§ Exercise: Rewrite these records as a Markdown table with the columns No. and Line, numbering each row and omitting blank lines. Cover every record and leave the pictures out of the table.

◆ ◆ ◆

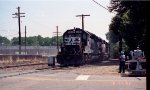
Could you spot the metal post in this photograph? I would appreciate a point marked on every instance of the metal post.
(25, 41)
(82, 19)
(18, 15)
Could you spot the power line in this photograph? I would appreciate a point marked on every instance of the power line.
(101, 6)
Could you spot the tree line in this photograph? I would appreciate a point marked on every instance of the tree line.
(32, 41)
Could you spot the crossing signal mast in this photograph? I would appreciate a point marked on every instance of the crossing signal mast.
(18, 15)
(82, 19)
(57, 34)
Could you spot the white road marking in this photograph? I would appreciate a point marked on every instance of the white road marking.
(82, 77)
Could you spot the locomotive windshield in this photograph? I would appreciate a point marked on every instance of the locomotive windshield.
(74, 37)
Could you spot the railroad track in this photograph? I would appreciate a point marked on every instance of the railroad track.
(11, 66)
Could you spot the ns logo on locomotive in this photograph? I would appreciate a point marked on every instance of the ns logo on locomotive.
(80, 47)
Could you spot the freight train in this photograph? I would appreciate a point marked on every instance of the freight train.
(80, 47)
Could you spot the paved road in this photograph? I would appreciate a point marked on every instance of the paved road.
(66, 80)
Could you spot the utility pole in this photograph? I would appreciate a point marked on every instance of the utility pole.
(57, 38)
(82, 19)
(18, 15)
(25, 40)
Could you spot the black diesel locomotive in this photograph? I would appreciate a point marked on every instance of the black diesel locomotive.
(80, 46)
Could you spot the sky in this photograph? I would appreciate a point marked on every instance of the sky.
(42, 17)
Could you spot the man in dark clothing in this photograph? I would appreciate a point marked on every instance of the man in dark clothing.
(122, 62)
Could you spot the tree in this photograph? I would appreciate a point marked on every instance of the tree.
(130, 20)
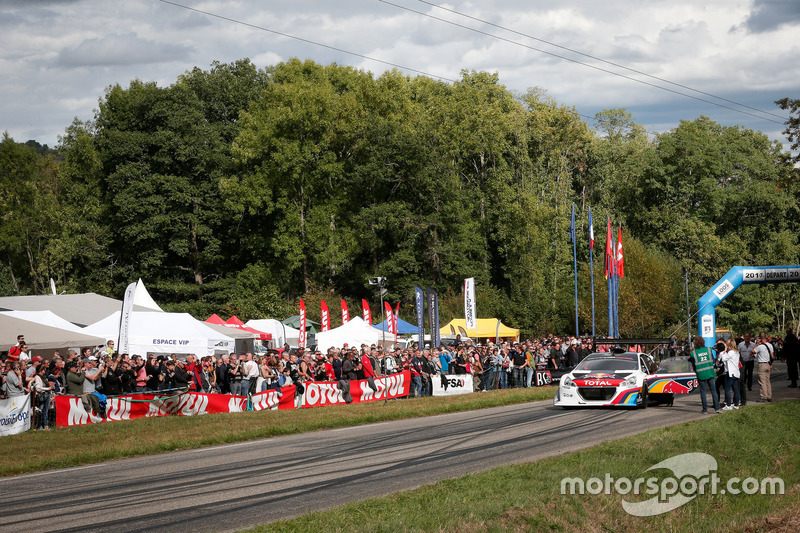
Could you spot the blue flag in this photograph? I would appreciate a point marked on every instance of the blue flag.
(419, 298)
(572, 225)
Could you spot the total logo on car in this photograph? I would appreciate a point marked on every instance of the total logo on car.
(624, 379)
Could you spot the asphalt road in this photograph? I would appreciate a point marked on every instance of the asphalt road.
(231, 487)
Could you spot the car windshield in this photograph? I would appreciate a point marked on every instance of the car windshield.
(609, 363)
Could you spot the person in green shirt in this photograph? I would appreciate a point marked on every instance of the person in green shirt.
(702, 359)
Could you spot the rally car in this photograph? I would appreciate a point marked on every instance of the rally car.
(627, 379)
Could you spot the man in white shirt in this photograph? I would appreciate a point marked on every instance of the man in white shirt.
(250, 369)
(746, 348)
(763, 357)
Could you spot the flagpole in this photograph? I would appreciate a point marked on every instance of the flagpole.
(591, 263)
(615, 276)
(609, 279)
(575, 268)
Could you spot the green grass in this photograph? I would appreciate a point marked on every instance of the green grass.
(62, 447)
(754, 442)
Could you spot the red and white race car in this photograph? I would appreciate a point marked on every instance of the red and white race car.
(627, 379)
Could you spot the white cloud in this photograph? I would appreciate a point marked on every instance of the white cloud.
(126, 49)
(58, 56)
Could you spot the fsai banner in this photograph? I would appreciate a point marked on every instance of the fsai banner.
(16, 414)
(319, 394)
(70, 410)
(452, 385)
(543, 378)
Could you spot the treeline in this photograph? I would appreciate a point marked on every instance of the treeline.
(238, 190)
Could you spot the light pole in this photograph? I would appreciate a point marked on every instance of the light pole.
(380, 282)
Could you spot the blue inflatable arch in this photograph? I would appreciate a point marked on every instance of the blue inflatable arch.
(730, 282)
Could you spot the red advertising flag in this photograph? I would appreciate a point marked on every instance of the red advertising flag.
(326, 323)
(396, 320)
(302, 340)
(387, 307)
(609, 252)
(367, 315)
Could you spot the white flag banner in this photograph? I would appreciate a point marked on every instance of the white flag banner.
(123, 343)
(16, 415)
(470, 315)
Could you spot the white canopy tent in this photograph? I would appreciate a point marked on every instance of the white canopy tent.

◆ ◆ ◆

§ Exercise output:
| No. | Line |
|---|---|
| 1 | Could you spot the metal post in this photograph? I would appreciate a point marked on every instance of the metal post. |
| 2 | (25, 41) |
| 3 | (82, 19) |
| 4 | (18, 15) |
| 5 | Could you spot the power line in this photograph? I would appreciate a point marked on every instance of the power line. |
| 6 | (101, 6) |
| 7 | Could you spot the tree line in this photograph? I would appreciate a point marked on every instance of the tree line. |
| 8 | (32, 41) |
| 9 | Could you spot the crossing signal mast in this photograph? I would appreciate a point marked on every instance of the crossing signal mast. |
| 10 | (18, 15) |
| 11 | (82, 19) |
| 12 | (57, 34) |
| 13 | Could you spot the white road marking in this photograph? I would appreciate a point marked on every instance of the white road marking. |
| 14 | (82, 77) |
| 15 | Could you spot the locomotive windshield in this photograph? I would appreciate a point marked on every instance of the locomotive windshield. |
| 16 | (74, 37) |
| 17 | Could you spot the railroad track in this photograph? I would appreciate a point marked on every instance of the railroad track. |
| 18 | (11, 66) |
| 19 | Could you spot the ns logo on locomotive in this photograph? I would appreciate a point marked on every instance of the ns logo on locomotive. |
| 20 | (80, 47) |
| 21 | Could you spot the freight train in this photograph? I would appreciate a point marked on every instance of the freight train. |
| 22 | (80, 47) |
| 23 | Could you spot the paved road in this photograph? I would appreciate a point marked on every instance of the paved road. |
| 24 | (66, 80) |
| 25 | Could you spot the utility pole in this photograph? I would appreciate a point marked on every instance of the utility pole. |
| 26 | (57, 38) |
| 27 | (82, 19) |
| 28 | (18, 15) |
| 29 | (25, 40) |
| 30 | Could you spot the black diesel locomotive in this photograph? I would appreciate a point marked on every instance of the black diesel locomotive. |
| 31 | (80, 46) |
| 32 | Could you spot the sky in this photograph? I would appreciate a point marked on every instance of the sky. |
| 33 | (42, 17) |
| 34 | Could you spot the man in dark clothing in this photograph? I would appreciate a point marked on every instance of the man in dark clothing. |
| 35 | (122, 62) |
| 36 | Could you spot the tree in this photograph? I would appreciate a point marked on every instance of the tree. |
| 37 | (130, 20) |
| 38 | Could you spot the blue flag in this photograph? I would appreciate a point marked on every instance of the blue flag. |
| 39 | (419, 298) |
| 40 | (572, 225) |
| 41 | Could you spot the total logo on car in this photograph? I would appreciate a point marked on every instance of the total logo on car. |
| 42 | (624, 379) |
| 43 | Could you spot the asphalt road in this photograph? I would appreciate a point marked on every instance of the asphalt road. |
| 44 | (231, 487) |
| 45 | Could you spot the car windshield in this photograph? I would appreciate a point marked on every instance of the car windshield. |
| 46 | (609, 363) |
| 47 | Could you spot the person in green shirt in this photograph? I would appreciate a point marked on every instance of the person in green shirt. |
| 48 | (702, 359) |
| 49 | Could you spot the rally car in this photograph? I would appreciate a point marked on every instance of the rally car. |
| 50 | (627, 379) |
| 51 | Could you spot the man in white shirt in this photograph? I would appreciate a point marked on every instance of the man in white shirt. |
| 52 | (250, 369) |
| 53 | (746, 348) |
| 54 | (763, 357) |
| 55 | Could you spot the flagpole in this photograph? I would appreciate a point marked on every instance of the flagpole. |
| 56 | (591, 263) |
| 57 | (615, 276) |
| 58 | (609, 279) |
| 59 | (575, 268) |
| 60 | Could you spot the green grass in this photograph? I would appreciate a point marked on every instance of the green grass. |
| 61 | (62, 447) |
| 62 | (754, 442) |
| 63 | Could you spot the red and white race car in this photograph? I would appreciate a point marked on every instance of the red and white race car. |
| 64 | (627, 379) |
| 65 | Could you spot the white cloud in this photograph? I would appreciate a point marked on every instance of the white cloud. |
| 66 | (126, 49) |
| 67 | (58, 56) |
| 68 | Could you spot the fsai banner in this photograph? I would appreciate a point marked on every instance of the fsai banner. |
| 69 | (16, 414) |
| 70 | (319, 394) |
| 71 | (70, 410) |
| 72 | (452, 385) |
| 73 | (543, 378) |
| 74 | Could you spot the treeline in this photograph? I would appreciate a point marked on every instance of the treeline. |
| 75 | (238, 190) |
| 76 | Could you spot the light pole in this photograph? I would appreciate a point marked on every instance of the light pole. |
| 77 | (380, 282) |
| 78 | Could you spot the blue inflatable arch in this photograph? I would appreciate a point marked on every instance of the blue inflatable arch. |
| 79 | (730, 282) |
| 80 | Could you spot the red advertising flag in this photograph? I would appreciate a point marked on every instance of the red advertising flag. |
| 81 | (326, 323) |
| 82 | (396, 320) |
| 83 | (302, 340) |
| 84 | (387, 307) |
| 85 | (609, 252) |
| 86 | (367, 315) |
| 87 | Could you spot the white flag banner in this photograph? I would appreciate a point marked on every instance of the white flag banner. |
| 88 | (123, 343) |
| 89 | (16, 415) |
| 90 | (470, 315) |
| 91 | Could you spot the white canopy tent in this photograph? I would appreciate a point marked on every instance of the white canopy tent. |